Wherever "overcast" appears in a line of the records below, count that line, and report only the number.
═══ PROVIDED ENTRIES ═══
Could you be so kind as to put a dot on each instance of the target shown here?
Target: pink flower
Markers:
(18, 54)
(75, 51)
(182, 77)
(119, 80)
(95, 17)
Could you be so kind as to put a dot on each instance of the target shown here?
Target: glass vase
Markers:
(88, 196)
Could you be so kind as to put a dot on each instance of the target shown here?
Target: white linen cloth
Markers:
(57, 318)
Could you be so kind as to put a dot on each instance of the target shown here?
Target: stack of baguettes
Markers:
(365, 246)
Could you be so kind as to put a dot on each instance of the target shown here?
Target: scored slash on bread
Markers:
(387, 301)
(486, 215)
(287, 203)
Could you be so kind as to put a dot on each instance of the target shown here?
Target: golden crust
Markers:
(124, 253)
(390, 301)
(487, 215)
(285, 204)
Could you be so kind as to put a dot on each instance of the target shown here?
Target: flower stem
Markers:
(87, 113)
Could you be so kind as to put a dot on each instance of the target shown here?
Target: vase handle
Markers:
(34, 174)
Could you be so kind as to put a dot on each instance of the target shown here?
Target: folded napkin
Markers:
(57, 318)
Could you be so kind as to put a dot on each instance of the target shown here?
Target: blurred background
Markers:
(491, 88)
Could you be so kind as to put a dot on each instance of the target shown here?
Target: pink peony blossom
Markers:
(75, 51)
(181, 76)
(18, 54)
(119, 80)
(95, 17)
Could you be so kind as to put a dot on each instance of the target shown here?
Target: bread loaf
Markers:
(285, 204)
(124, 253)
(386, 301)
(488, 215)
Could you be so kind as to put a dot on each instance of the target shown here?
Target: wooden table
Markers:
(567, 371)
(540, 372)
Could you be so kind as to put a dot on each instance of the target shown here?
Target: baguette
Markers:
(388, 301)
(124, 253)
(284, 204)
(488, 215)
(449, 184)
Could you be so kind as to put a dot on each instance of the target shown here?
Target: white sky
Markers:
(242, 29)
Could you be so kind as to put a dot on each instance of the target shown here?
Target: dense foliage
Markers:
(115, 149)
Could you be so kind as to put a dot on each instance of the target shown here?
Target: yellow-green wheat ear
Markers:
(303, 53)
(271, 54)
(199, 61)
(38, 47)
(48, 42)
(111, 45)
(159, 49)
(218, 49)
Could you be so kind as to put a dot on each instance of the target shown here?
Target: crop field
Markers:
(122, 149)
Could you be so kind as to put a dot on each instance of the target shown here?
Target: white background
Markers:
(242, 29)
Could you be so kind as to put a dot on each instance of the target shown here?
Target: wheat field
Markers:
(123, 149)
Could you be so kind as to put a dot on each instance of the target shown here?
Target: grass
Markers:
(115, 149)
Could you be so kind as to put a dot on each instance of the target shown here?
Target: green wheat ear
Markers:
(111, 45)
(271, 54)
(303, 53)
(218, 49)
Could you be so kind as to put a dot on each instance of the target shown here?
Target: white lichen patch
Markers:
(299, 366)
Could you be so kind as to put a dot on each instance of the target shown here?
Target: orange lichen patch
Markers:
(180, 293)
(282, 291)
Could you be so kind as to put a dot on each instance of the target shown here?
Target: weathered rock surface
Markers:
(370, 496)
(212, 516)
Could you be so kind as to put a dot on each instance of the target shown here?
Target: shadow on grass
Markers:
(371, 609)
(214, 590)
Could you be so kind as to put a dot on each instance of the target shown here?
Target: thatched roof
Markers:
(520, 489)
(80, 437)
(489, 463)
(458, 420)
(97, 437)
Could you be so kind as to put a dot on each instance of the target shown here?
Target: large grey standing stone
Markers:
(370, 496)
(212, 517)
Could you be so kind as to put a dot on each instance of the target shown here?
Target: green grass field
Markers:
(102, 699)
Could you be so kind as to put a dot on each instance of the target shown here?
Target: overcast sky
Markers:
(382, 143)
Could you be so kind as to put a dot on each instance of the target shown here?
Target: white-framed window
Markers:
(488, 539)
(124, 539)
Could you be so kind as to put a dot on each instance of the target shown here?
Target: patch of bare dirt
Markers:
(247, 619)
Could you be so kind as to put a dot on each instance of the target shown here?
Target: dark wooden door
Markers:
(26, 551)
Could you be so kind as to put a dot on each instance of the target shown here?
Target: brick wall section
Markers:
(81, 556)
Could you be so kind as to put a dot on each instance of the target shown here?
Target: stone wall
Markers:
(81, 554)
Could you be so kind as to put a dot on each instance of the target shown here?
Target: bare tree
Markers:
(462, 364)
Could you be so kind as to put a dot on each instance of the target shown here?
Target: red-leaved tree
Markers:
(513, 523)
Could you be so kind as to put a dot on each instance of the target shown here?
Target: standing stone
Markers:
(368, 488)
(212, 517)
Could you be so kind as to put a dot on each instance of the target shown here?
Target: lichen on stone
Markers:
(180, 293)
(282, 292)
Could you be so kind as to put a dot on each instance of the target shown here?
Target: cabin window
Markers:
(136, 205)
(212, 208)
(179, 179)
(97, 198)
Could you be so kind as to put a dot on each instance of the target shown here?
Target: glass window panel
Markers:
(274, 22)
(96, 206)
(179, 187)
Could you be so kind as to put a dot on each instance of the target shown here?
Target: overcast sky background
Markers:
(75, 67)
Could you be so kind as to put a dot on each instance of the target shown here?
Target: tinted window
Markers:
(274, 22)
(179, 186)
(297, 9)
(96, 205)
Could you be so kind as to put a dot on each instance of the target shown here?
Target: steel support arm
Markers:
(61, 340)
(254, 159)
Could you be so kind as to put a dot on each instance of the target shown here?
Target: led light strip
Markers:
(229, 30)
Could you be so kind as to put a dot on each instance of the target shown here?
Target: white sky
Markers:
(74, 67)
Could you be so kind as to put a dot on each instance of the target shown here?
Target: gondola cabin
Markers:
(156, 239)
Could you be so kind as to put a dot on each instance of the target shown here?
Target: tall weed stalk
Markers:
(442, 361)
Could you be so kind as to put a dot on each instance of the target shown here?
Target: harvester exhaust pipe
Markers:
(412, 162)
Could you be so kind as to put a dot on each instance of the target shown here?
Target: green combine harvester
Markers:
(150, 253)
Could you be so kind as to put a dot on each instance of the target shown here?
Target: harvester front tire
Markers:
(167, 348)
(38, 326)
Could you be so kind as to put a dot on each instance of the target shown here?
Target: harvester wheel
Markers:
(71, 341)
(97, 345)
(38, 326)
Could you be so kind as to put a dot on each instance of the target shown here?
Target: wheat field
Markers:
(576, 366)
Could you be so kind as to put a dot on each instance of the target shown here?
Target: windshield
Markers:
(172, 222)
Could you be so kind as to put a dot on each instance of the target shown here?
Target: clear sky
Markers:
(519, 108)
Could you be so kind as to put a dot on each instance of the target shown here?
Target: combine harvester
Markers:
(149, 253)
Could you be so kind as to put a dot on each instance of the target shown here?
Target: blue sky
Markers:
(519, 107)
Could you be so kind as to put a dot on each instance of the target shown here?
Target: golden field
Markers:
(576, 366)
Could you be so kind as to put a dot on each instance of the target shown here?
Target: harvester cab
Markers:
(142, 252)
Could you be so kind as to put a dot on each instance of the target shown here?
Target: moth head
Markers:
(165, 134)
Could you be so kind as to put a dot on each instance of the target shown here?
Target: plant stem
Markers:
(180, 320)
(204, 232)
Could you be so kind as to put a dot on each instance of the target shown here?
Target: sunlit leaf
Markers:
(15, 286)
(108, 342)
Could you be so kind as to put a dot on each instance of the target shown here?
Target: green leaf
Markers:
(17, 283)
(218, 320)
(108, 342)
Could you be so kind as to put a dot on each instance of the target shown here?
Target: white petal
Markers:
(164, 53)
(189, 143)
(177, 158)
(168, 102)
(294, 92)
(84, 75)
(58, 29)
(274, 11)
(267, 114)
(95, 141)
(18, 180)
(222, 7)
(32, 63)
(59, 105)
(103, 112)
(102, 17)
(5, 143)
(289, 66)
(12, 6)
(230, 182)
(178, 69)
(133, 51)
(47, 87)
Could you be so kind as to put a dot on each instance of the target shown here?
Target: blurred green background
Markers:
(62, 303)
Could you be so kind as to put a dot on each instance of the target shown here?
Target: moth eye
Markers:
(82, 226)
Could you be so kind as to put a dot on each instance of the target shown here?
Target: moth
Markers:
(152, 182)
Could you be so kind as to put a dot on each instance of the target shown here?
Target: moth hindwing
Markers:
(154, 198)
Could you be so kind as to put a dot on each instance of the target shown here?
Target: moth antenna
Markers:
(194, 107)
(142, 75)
═══
▸ EXERCISE RESPONSE
2